• **OBJECTIVE 1**
In the forum thread about the new Swift, whose mods and ideas does Peter say went into all the 2009 product?
• **OBJECTIVE 2**
Go on with the forum thread about the new Swift, starting from its last line.

• **PAGE**
★ ★ ★

# Have you seen the new Swift?



## 94055 (May 1, 2005)

Peter and Kath, 
You kept that quiet

A new model....Now when the new A class is launched, keep us informed :wink:

http://www.swift-reisemobile.de/reisemobile.html

What a brilliant addition

Good luck with the sales in Germany

Steve and Jan


----------



## SwiftGroup (Jun 27, 2007)

SandJ said:


> Peter and Kath,
> You kept that quiet
> 
> A new model....Now when the new A class is launched, keep us informed :wink:
> ...


Yes its a low profile version Kontiki with a very nice front locker arrangement with panoramic rooflight all 2009 product has all the mods and ideas given to us from MHF members! The Germans seem impressed.Peter.


----------



## peejay (May 10, 2005)

Do keep up Steve :roll:

http://www.motorhomefacts.com/ftopicp-480989.html#480989

pete


----------



## Velvettones (Jul 31, 2007)

Steering wheel on the left - door on the right - that'll show the swift haters that they do know what they are doing

best of luck chaps - let us know how it goes over there


----------



## Steamdrivenandy (Jun 18, 2007)

Velvettones said:


> Steering wheel on the left - door on the right - that'll show the swift haters that they do know what they are doing
> 
> best of luck chaps - let us know how it goes over there


I'm sorry but as revenge against Hymlers et al it should be steering wheel on the left and hab. door on the left and let them pick the bones out of that.

SDA

PS where's the Swift/Bessie/Ace VAN - 6m with transverse bed and garage - surely you're not going to be left out Peter, every other poor devil has one, 'cept Explorer? They're still busy trying to fend off border incursions by carolgavin's tartan army (led by a certain elephant on his hols).


----------



## eddied (May 9, 2005)

*Swift European motorhomes*

 Buon giorno tutti,
well I must say I'm very impressed. Looking forward to either some nice second hand ones on the market in a couple of years time, or a Swift incursion into Italy. Just a note for steamdrivenandy. I'm sure you really know that it wouldn't make registration in Europe with habitation door on the left?
saluti,
eddied


----------



## Briarose (Oct 9, 2007)

Oh that looks very nice :wink:


----------



## Rapide561 (Oct 1, 2005)

★ ★ ★

• **DATASET EXCERPT**
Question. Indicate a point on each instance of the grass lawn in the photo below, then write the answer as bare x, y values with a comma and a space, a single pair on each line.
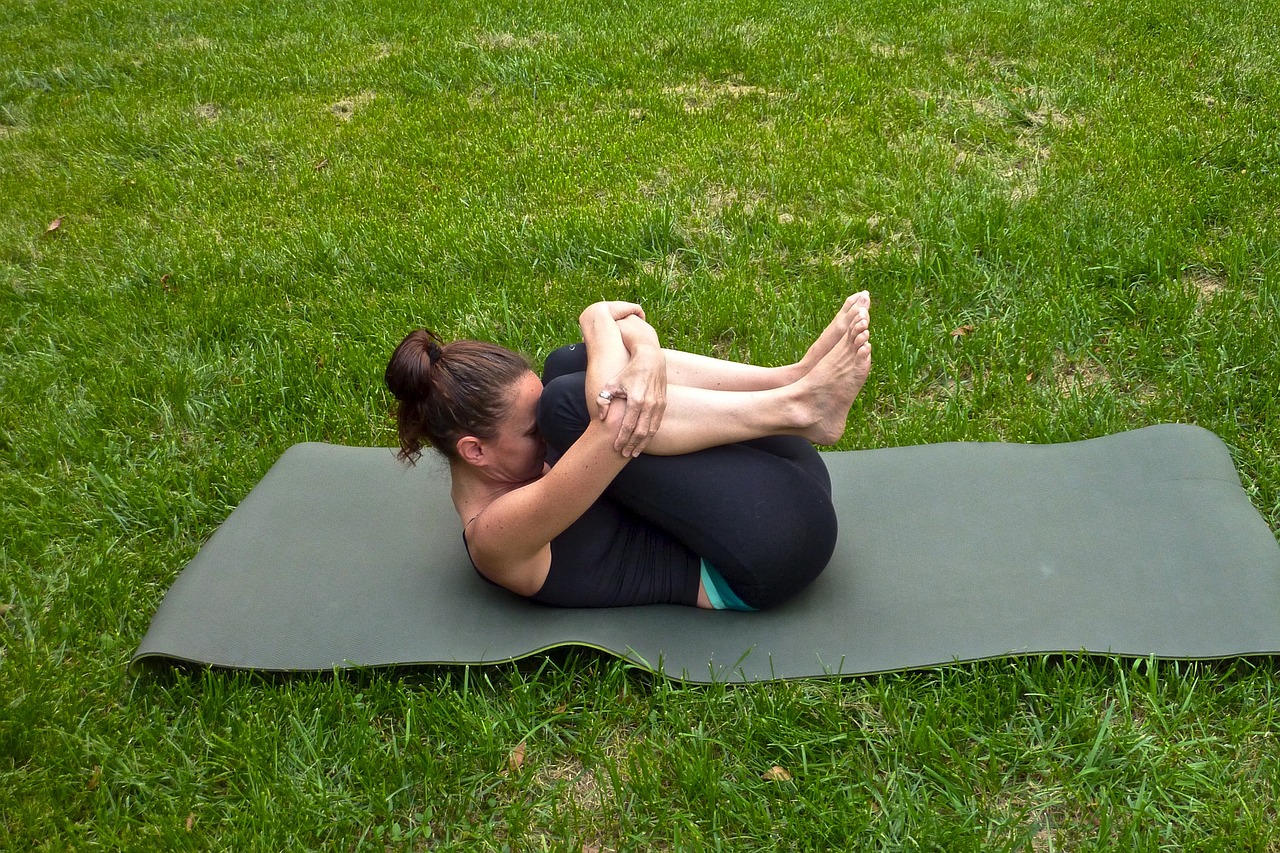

★ ★ ★

• **TASK ANSWER 1**
MHF members.

• **TASK ANSWER 2**
*LHD Swifts*

Eddie - if Swift decide to go for world domination, then bagsy you and I for jobs in Italy! I would like to offer my services to work at a dealership along the shores of Lake Garda - and you can open a second dealership on the Sorrento Penninsular.

That's that sorted.

I would imagine though, now that LHD vans are available, anyone who wanted one in Italy would simply import it from Germany, just like my pals did when they bought a German car.

Mr SDA - I had a LHD Swift with the LHD hab door! Always laughed when people saw Jenny sat in the right hand seat - "oooh look, it looks like the dog is driving!"

Russell


----------



## Steamdrivenandy (Jun 18, 2007)

*Re: Swift European motorhomes*



eddied said:


> Buon giorno tutti,
> well I must say I'm very impressed. Looking forward to either some nice second hand ones on the market in a couple of years time, or a Swift incursion into Italy. Just a note for steamdrivenandy. I'm sure you really know that it wouldn't make registration in Europe with habitation door on the left?
> saluti,
> eddied


I do recall that Eddie, but can't remember if it's EU rules, in which case why doesn't the rule apply round the other way in right hand drive member states, or is it that each country has a seperate rule?

Typical though, we buy cack handed hab. vans by the thousand and save the euro converters the costs of handing their habs, whilst UK converters have to hand the vans to sell anything in left hand drive countries. I thought the EU was supposed to be about creating a level playing field for business.

SDA


----------



## Wupert (Aug 6, 2007)

SwiftGroup said:


> SandJ said:
> 
> 
> > Peter and Kath,
> ...


Looks good.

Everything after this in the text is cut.